* [THE EXERCISE]: Please pick out and copy every line in the rows below that contains the string "Target". Matches must have the same case.

-- BEGIN --

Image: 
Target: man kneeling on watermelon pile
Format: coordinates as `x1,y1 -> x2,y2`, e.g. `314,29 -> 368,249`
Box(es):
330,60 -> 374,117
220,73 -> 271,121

-- END --
-- BEGIN --

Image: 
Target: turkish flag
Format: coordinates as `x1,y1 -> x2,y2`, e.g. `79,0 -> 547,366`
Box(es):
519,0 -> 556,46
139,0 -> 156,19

-- END --
-- BEGIN --

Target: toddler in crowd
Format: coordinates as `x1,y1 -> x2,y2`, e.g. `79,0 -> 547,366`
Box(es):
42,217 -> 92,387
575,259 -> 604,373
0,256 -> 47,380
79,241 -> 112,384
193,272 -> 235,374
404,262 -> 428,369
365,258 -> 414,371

-- END --

* [SOLUTION]:
Target: man kneeling on watermelon pile
Target: turkish flag
Target: toddler in crowd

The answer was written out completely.